Count the rows below that contain the word "wire", and reply with the number alone.

→ EXERCISE INPUT
>> begin

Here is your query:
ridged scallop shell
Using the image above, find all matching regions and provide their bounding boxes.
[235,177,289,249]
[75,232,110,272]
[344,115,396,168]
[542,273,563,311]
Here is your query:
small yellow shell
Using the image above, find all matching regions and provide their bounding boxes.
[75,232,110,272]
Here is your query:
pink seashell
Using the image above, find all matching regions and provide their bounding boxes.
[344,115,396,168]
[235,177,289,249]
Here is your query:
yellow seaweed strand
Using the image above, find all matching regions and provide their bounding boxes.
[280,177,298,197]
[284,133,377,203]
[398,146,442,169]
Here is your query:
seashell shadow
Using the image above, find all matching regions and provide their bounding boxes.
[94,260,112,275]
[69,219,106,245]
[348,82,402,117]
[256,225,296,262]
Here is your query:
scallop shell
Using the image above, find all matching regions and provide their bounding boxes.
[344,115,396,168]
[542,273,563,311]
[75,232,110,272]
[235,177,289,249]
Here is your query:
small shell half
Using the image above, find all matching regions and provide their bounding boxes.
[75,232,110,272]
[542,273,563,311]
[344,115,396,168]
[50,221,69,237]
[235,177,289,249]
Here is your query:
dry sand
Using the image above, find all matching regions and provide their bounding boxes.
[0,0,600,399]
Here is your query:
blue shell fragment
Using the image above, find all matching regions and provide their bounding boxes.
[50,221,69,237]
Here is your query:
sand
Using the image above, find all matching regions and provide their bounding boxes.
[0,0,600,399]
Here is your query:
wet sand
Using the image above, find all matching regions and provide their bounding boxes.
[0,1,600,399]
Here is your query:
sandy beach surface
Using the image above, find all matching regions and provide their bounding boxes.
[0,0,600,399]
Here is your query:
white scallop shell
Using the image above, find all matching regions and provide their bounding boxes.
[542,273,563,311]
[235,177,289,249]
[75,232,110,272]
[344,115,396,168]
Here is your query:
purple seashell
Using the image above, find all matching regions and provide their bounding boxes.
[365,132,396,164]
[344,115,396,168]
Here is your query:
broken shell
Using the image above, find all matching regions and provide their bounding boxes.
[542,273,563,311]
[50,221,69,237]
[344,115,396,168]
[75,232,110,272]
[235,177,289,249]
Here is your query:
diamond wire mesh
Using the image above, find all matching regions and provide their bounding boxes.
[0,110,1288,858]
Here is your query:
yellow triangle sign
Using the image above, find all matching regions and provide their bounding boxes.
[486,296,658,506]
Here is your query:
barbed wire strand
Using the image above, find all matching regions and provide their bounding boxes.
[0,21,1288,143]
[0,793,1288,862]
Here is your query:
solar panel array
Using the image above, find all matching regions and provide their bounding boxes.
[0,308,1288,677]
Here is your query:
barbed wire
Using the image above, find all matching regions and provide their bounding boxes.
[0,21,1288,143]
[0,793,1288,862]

>> end

→ WORKED SOLUTION
3